__Bronfragment__
In dit verband is de opkomst van de ‘abonnementsfiets’ een interessante ontwikkeling. SWAP-fiets is hiervan het bekendste voorbeeld. Mogelijk dempt deze ontwikkeling de aanwas van nieuwe weesfietsen, omdat de aanbieder van de abonnementsfiets zorgdraagt voor de reparatie van defecte fietsen en de fietsen waarvan het contract is beëindigd, terugneemt. Bovendien is van de meeste abonnementsfietsen de eigenaar bekend.
Hierop voortbordurend heeft CROW-Fietsberaad in het kader van de Tour de Force ideeën voor een Dynamisch Anoniem Fietsregister (DAF) ontwikkeld, waarbij een handhaver/medewerker in het fietsdepot via een anoniem register berichten verstuurt aan (mogelijke) eigenaren van een fiets die in overtreding is.

__Jouw opdracht__
Beantwoord deze vragen aan de hand van het bronfragment.
(a) Welke abonnementsfiets wordt het bekendste voorbeeld genoemd?
(b) Welke organisatie heeft ideeën voor een Dynamisch Anoniem Fietsregister ontwikkeld?
(c) Waarmee verstuurt een handhaver of medewerker in het fietsdepot berichten aan mogelijke eigenaren?
De gegevens spelen hierbij geen rol.

__Opgeslagen gegevens__
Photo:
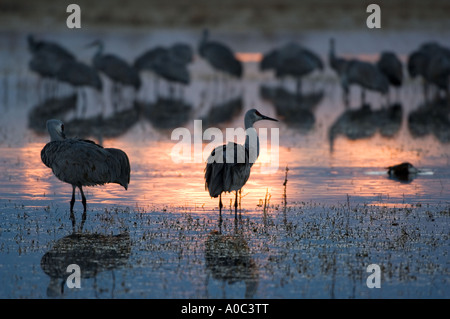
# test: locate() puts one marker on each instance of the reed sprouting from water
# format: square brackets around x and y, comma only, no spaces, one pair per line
[285,187]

__Antwoord hieronder__
(a) SWAP-fiets.
(b) CROW-Fietsberaad, in het kader van de Tour de Force.
(c) Met een anoniem register.